What you have to do =>
Print all the records below exactly as they stand, but leave out the pictures.
↓↓↓
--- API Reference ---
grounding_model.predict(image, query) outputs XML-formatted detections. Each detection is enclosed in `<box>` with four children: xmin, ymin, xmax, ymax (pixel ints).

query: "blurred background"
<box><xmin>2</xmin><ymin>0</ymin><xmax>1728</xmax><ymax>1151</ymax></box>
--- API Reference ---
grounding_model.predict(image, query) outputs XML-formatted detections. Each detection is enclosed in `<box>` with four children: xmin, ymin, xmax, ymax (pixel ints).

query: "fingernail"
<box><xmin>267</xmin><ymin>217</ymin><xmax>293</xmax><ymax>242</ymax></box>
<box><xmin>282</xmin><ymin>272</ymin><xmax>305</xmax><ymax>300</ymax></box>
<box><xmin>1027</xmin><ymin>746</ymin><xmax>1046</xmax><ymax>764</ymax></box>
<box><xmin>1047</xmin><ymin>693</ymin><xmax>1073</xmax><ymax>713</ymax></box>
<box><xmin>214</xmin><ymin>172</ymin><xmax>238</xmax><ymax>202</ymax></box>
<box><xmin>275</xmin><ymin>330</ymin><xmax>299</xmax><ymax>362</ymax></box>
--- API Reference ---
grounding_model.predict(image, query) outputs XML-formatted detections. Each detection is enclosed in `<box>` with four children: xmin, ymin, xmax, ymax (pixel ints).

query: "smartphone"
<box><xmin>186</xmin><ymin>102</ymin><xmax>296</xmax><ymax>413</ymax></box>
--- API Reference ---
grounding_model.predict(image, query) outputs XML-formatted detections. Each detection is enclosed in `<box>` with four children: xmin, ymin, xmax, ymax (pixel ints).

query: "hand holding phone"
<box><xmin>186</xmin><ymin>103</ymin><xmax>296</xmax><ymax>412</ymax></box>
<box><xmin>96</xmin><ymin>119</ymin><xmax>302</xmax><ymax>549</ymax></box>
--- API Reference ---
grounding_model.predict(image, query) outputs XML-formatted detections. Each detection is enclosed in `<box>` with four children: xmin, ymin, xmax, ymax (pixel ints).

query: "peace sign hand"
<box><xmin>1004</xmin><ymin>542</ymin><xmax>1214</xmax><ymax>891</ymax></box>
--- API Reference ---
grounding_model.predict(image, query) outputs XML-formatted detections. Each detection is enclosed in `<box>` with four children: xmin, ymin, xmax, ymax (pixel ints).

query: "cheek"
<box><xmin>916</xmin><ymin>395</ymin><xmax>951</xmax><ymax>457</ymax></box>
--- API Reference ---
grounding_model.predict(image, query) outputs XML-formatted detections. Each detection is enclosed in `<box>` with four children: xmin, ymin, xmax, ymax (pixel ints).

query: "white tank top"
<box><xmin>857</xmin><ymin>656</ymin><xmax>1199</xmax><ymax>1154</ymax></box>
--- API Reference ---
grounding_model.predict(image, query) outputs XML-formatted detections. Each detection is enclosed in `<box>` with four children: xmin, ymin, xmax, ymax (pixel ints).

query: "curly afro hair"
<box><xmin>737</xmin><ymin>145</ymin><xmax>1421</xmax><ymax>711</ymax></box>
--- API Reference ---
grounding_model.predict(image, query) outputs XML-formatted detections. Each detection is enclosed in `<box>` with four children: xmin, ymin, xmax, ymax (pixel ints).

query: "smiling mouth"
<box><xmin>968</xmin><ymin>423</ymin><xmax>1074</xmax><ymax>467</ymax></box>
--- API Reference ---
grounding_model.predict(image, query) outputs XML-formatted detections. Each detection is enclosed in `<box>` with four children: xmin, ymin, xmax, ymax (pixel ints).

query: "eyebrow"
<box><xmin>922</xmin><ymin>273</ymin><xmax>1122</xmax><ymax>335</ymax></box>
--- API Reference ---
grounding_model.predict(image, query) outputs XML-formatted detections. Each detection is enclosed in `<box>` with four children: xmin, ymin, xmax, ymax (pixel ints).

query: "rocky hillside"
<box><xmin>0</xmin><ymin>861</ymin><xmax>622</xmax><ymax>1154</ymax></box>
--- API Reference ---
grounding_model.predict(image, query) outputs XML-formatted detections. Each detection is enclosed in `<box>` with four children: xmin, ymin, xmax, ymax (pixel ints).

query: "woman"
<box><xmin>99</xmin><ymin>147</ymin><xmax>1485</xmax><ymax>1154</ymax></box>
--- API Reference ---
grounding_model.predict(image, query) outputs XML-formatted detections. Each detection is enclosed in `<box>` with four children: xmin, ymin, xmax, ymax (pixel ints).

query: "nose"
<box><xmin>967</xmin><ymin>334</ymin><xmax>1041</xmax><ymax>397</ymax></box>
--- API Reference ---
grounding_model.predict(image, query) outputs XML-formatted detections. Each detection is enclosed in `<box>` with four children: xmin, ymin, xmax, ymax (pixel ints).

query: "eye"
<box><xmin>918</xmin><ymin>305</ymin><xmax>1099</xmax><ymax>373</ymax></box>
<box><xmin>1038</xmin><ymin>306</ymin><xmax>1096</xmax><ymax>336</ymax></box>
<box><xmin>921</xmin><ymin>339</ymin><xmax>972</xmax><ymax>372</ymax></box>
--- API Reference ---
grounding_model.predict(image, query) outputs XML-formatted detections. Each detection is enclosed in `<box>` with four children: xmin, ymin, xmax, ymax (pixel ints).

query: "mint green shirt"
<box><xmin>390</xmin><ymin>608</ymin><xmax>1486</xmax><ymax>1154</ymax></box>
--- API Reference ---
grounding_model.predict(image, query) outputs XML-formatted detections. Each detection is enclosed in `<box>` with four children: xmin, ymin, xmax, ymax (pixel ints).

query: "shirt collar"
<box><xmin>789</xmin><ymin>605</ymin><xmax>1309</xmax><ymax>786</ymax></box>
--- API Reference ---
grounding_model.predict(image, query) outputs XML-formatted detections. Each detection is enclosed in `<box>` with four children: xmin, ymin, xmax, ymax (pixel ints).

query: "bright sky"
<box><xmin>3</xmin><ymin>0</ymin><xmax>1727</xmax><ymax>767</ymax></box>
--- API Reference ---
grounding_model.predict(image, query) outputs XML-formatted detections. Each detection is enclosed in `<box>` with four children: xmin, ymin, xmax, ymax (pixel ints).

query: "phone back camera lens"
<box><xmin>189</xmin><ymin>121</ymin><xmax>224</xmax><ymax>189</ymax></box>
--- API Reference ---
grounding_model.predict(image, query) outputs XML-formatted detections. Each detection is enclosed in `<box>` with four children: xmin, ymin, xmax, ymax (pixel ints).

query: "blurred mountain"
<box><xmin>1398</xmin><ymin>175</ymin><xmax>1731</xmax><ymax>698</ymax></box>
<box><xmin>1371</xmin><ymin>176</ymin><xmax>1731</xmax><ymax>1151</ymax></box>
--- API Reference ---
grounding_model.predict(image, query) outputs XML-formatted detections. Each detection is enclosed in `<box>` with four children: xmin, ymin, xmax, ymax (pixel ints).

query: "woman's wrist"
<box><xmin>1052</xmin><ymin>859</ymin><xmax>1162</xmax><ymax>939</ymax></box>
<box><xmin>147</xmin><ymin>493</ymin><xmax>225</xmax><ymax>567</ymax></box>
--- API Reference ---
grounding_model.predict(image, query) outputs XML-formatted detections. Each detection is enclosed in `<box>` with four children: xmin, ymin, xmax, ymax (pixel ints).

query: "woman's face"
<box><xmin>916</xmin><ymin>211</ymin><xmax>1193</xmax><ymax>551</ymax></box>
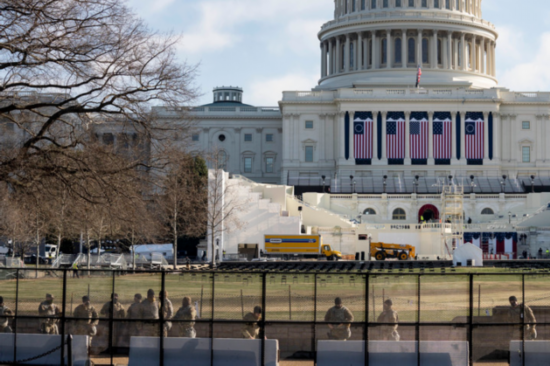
↑↑↑
Output of the task =>
--- API Reference ---
grounding_model.predict(image, query) outputs XML-formatted detections. Each detection is enclosed in `<box>` with four children: xmin, ymin, xmax, ymax (pixel ints).

query: "blurred background"
<box><xmin>2</xmin><ymin>0</ymin><xmax>1728</xmax><ymax>1151</ymax></box>
--- API Reference ---
grounding_model.predict(image, query) outputs XML-formatted detections. Each detection is enclosed in `<box>` with four children: xmin, ymin, xmax, ymax (pixel ints).

query: "fingernail"
<box><xmin>267</xmin><ymin>217</ymin><xmax>293</xmax><ymax>242</ymax></box>
<box><xmin>282</xmin><ymin>272</ymin><xmax>305</xmax><ymax>300</ymax></box>
<box><xmin>1027</xmin><ymin>746</ymin><xmax>1046</xmax><ymax>764</ymax></box>
<box><xmin>1047</xmin><ymin>693</ymin><xmax>1073</xmax><ymax>713</ymax></box>
<box><xmin>214</xmin><ymin>172</ymin><xmax>238</xmax><ymax>202</ymax></box>
<box><xmin>275</xmin><ymin>330</ymin><xmax>299</xmax><ymax>362</ymax></box>
--- API Reference ---
grounding_model.predict(image, query) outputs XML-formatted detections. Each detection is enclosed in `<box>` with four children: xmin, ymin, xmax, ymax (pixel ints).

query: "smartphone"
<box><xmin>186</xmin><ymin>102</ymin><xmax>296</xmax><ymax>413</ymax></box>
--- API Reference ---
grounding_model.predict(image, query) outputs XML-formatted detections. Each detection is enclosed in `<box>` with four children: xmin, ymin, xmax, ymax (pixel ints).

query: "hand holding phone"
<box><xmin>186</xmin><ymin>103</ymin><xmax>296</xmax><ymax>412</ymax></box>
<box><xmin>96</xmin><ymin>119</ymin><xmax>302</xmax><ymax>549</ymax></box>
--- API Reference ---
grounding_model.predict(image, query) outputs XML-formatted detections. Each detection is enclosed in `<box>` with four children: xmin, ymin, xmax, ymax (pixel ints).

query: "peace sign hand"
<box><xmin>1004</xmin><ymin>542</ymin><xmax>1214</xmax><ymax>891</ymax></box>
--- API Reference ---
grounding_model.predict(image, query) outputs XML-formatted detections. Each detection is enclosed in `<box>` with four children: xmin, ymin, xmax, ymax (pixel ints).

query: "cheek"
<box><xmin>916</xmin><ymin>395</ymin><xmax>951</xmax><ymax>457</ymax></box>
--- API Reference ---
grounding_model.predict(image, query) outputs XML-formatted detections. Each detection is enclosed in `<box>` with four children: xmin, ymin, xmax, ymax (pixel ints).

query: "white tank top"
<box><xmin>857</xmin><ymin>656</ymin><xmax>1199</xmax><ymax>1154</ymax></box>
--- API Reference ---
grounding_model.predict(image, query) outputs XML-formatted detections. Each detection is enclosed in `<box>` with four children: xmin, ymin, xmax, ymax (pixel ints).

query: "curly afro hair"
<box><xmin>737</xmin><ymin>145</ymin><xmax>1421</xmax><ymax>711</ymax></box>
--- API Reference ---
grounding_model.predict(image, query) outputs XML-formatted detections. Each detection is enclosed in `<box>` with four children: xmin, ymin, xmax, ymax (pixel ints).

query: "smiling mouth"
<box><xmin>968</xmin><ymin>423</ymin><xmax>1074</xmax><ymax>467</ymax></box>
--- API Reference ---
grounding_model.predict(image, query) outputs XML-formatted detections. Each detection is enclosed in `<box>` with four children: xmin, ymin, xmax, ymax (pixel ints).

query: "eyebrow"
<box><xmin>922</xmin><ymin>273</ymin><xmax>1122</xmax><ymax>335</ymax></box>
--- API Reference ---
grounding_model.predict(image, query) outputs XML-formatted detections. Each detection is enclosed in `<box>` with four children: xmin, ymin, xmax, ymax (pixel ints).

query: "rocky hillside"
<box><xmin>0</xmin><ymin>861</ymin><xmax>622</xmax><ymax>1154</ymax></box>
--- API Reference ---
grounding_model.predict(image, query) outputs XML-formatted detections. Each detection is enclosed in `<box>` with four children: xmin, ymin, xmax, ymax (pixel ints).

query: "woman"
<box><xmin>99</xmin><ymin>147</ymin><xmax>1485</xmax><ymax>1154</ymax></box>
--- API Reference ---
grounding_model.predict(image, query) outputs XML-formatted detections. Each detection is enclosed in `<box>` with four children: xmin, ymin, xmax, ymax (pixel ints).

query: "nose"
<box><xmin>967</xmin><ymin>334</ymin><xmax>1041</xmax><ymax>397</ymax></box>
--- API Reference ---
grounding_model.predict(image, query) outputs XML-formatted detections. Each detection is enclosed in `<box>` with four children: xmin, ymin, xmax, ymax (pixel ints).

query: "eye"
<box><xmin>918</xmin><ymin>305</ymin><xmax>1099</xmax><ymax>373</ymax></box>
<box><xmin>1038</xmin><ymin>306</ymin><xmax>1096</xmax><ymax>336</ymax></box>
<box><xmin>921</xmin><ymin>339</ymin><xmax>972</xmax><ymax>372</ymax></box>
--- API Reference ---
grounding_model.predict(image, query) outputs XML-formatted detections. Each detection is enclosed in `<box>` with four children: xmin, ymin, xmax, ymax (pixel ints).

query: "mint green shirt"
<box><xmin>390</xmin><ymin>608</ymin><xmax>1486</xmax><ymax>1154</ymax></box>
--- API Reference ---
grounding_model.predict(image, query) outputs XML-formatted detections. Each detection is enclosed in `<box>` with four children: xmin, ymin, xmax, ymax (pixel ints).

query: "shirt collar"
<box><xmin>789</xmin><ymin>605</ymin><xmax>1309</xmax><ymax>786</ymax></box>
--- API Reference ---
grounding_model.predict(image, query) outputs XML-formatted detections. Each detection is enclosed in `<box>` with four children: xmin, ymin, xmax, ymax (pixel ints).

query: "bright sky"
<box><xmin>3</xmin><ymin>0</ymin><xmax>1727</xmax><ymax>767</ymax></box>
--- API Reference ---
grounding_model.predict(image, query) outputs XML-formatted detections. Each detection is enclosed in `<box>` with four children: xmin, ymin, xmax, ymax (pixel ints).

query: "phone back camera lens"
<box><xmin>189</xmin><ymin>121</ymin><xmax>224</xmax><ymax>189</ymax></box>
--- API Reference ---
grounding_model.predict(image, query) outputs XML-formatted detections. Each detection is enclosed in `<box>` with four children: xmin, ymin, xmax, ymax (pixel ints).

query: "blurred mountain"
<box><xmin>1398</xmin><ymin>175</ymin><xmax>1731</xmax><ymax>698</ymax></box>
<box><xmin>1371</xmin><ymin>176</ymin><xmax>1731</xmax><ymax>1151</ymax></box>
--- API Reference ---
grounding_model.predict(image, query) outputs XML-formatted detections. Each detection is enclosed in `<box>` with four children: xmin, ymin, xmax, ymax (pixel ints).

query: "woman's wrist"
<box><xmin>1052</xmin><ymin>859</ymin><xmax>1162</xmax><ymax>939</ymax></box>
<box><xmin>147</xmin><ymin>493</ymin><xmax>225</xmax><ymax>567</ymax></box>
--- API Reference ---
grounding_model.predict(image, query) outputs XML-formatted detections. Each detection is enclosed in `<box>` with four children: xmin, ymin, xmax, ymax (pixel ints).

query: "woman's face"
<box><xmin>916</xmin><ymin>211</ymin><xmax>1193</xmax><ymax>551</ymax></box>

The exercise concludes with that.